## Given records
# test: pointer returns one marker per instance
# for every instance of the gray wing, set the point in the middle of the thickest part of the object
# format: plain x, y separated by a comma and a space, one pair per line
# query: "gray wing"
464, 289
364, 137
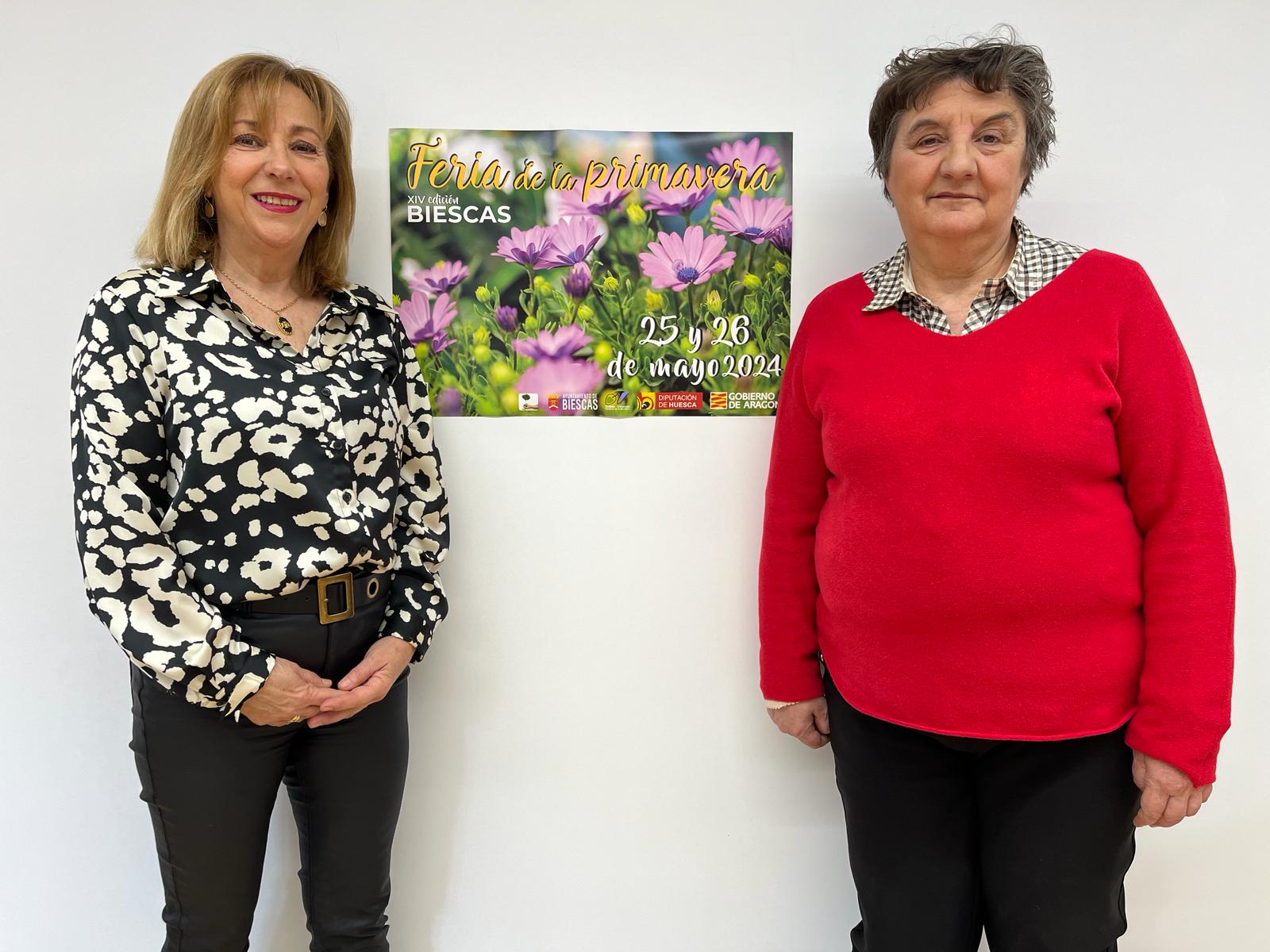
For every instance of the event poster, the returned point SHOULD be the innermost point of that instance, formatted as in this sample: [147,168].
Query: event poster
[594,273]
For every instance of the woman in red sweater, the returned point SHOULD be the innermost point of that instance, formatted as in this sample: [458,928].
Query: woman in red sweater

## Problem to solve
Print every line above once more, exactly. Omit the pictures.

## Result for this task
# test: pointer returns one marker per instance
# for every instance of the gray wing, set the point in the middle of the thickest part of the object
# format: plain x, y separated by a comma and a space, one pair per line
# query: "gray wing"
464, 289
364, 137
For every instance of the event poster, the returned point SHOULD be the innermost point of that instance, formatted as in this sample: [147,168].
Query: event poster
[594,273]
For every instance of the woman in red sweater, the returned point SHOULD be the innermost point of that instance, formatted as in this sample: [458,928].
Query: woman in red sweater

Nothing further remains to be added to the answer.